Set problem: Reproduce the passage of the essay on religion and politics in Nigeria from "I have always" to "religionization of Nigeria.", word for word.

Extract to read:
+---+

I have always felt that the destruction of Nigeria would come by way of one or a combination of the following cleavages: ethnic and religious conflicts, cataclysms with origin in the Niger Delta, or the combustion of pent-up anger within the military. Lately however, a fourth dimension seems to be manifesting itself within the Nigerian fault line: the religionization of Nigeria.
In the 1970s through the 1980s, one could count the number of Churches in Nigeria — including those on the fringe and sects like Jehovah Witness, the Aladura, and Cherubim & Seraphim. This is no longer the case. Churches are now as common as fast-food joints. But of course, there are exceptions. There are Churches and pastors who are faithful to their callings. However, the duplicity of some religious leaders and the gullibility of the masses appear to have found a common ground; the weak and the poor are now at the mercy of predators clothed in religious apparels, speaking in obfuscating language that’s couched in religious terms.
In theory, there is “Separation of Church and State” in Nigeria; but in practice, secularism is not part of the political conversations, as Nigerians, in public and in private, believes that God or Allah has a role in politics and in governance. The Nigerian seat of government has both a Church and a Mosque, and office holders are not bashful about using state resources to promote religious undertakings. And in fact, it would be heretical for any politician to question the public romance between Church and State, or to demand a clear delineation between the two.
In today’s Nigeria — especially since the 1990s when poverty and hopelessness became the common currency — religion has been playing an increasing role in the life of the nation and of the general populace. Increasing too is how difficult it is to tell where religion ends and politics begin. In order words, politics and religion have become indistinguishable; and this indistinguishibility is having an adverse effect on the growth and wellbeing of the nation. Nigerians, in effect, are tinkering with a livewire!
There is no precedence for current (religious) events in the history of Nigeria. I cannot remember a time in contemporary Nigeria when religion became this dominant, this pervasive. And our history books too do not record a time in modern Nigeria when religion became this suffocating and insidious. Suffocating, sinister and menacing it has become.

+---+

Dataset rows:
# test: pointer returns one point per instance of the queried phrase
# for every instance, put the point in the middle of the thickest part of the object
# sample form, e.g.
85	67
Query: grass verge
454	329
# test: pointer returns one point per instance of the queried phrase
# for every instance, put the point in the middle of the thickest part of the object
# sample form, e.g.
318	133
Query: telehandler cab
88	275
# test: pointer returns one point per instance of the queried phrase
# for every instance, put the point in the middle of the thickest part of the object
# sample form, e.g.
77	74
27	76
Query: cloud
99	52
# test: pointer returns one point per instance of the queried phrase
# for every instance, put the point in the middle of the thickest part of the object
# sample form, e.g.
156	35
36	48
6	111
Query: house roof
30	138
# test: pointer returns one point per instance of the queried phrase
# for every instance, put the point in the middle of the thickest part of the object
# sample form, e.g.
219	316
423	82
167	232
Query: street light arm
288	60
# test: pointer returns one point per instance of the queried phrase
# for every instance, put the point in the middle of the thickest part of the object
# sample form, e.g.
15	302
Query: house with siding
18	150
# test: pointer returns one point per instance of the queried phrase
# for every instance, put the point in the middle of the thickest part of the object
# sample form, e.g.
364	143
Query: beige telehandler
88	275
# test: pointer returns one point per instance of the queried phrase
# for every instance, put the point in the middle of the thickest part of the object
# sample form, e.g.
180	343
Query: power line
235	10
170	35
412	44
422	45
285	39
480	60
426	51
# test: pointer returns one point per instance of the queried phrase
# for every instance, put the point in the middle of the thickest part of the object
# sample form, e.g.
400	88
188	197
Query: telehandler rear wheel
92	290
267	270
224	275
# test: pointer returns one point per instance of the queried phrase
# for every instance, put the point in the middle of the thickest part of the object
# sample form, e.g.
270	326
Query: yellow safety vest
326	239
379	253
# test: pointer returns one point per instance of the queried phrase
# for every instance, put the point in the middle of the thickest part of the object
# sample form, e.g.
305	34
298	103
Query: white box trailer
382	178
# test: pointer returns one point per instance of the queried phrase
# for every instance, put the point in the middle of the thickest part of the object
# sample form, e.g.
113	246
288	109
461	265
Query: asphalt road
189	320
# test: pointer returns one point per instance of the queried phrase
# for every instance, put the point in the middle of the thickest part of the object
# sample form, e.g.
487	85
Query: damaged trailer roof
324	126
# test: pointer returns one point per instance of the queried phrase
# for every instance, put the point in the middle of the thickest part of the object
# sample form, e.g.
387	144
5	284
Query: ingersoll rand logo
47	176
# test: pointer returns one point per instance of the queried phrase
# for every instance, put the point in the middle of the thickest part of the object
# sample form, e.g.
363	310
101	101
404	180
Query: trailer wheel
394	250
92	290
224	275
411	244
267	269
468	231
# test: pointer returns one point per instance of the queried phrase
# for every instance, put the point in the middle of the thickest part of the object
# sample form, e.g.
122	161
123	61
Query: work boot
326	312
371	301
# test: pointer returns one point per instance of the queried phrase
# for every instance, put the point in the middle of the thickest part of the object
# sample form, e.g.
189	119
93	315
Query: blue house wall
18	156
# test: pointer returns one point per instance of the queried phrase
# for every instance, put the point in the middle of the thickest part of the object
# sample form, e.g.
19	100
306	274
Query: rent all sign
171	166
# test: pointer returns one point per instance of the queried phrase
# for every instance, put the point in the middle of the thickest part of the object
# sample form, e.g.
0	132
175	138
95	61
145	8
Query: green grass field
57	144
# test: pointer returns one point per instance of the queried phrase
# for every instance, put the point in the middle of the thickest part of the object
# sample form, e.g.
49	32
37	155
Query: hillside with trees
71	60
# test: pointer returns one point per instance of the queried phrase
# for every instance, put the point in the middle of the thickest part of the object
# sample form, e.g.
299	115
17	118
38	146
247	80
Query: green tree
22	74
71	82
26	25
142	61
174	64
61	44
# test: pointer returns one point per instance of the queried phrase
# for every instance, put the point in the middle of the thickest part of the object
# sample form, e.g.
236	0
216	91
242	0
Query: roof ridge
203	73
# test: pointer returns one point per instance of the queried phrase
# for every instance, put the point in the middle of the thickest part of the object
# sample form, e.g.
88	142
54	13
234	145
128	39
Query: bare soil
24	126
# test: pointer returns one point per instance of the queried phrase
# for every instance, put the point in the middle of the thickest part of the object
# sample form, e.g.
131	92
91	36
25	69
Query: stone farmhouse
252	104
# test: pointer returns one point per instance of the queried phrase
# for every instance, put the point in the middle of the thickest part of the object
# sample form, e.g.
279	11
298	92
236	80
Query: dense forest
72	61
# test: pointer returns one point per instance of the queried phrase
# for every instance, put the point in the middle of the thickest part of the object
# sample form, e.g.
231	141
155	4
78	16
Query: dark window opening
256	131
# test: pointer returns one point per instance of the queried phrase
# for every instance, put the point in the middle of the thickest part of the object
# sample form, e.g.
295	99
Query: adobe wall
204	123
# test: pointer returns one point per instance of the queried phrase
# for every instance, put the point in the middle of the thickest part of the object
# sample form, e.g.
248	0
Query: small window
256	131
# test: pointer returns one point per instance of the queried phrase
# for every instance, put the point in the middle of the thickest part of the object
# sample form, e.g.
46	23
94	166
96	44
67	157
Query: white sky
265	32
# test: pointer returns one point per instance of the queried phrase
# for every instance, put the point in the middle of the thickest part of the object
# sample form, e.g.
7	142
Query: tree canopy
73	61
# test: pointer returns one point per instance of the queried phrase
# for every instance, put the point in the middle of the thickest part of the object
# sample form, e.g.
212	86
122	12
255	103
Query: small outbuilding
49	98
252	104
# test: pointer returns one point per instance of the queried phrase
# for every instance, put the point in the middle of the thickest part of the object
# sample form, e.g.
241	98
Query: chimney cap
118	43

+---+

Solved exercise:
I have always felt that the destruction of Nigeria would come by way of one or a combination of the following cleavages: ethnic and religious conflicts, cataclysms with origin in the Niger Delta, or the combustion of pent-up anger within the military. Lately however, a fourth dimension seems to be manifesting itself within the Nigerian fault line: the religionization of Nigeria.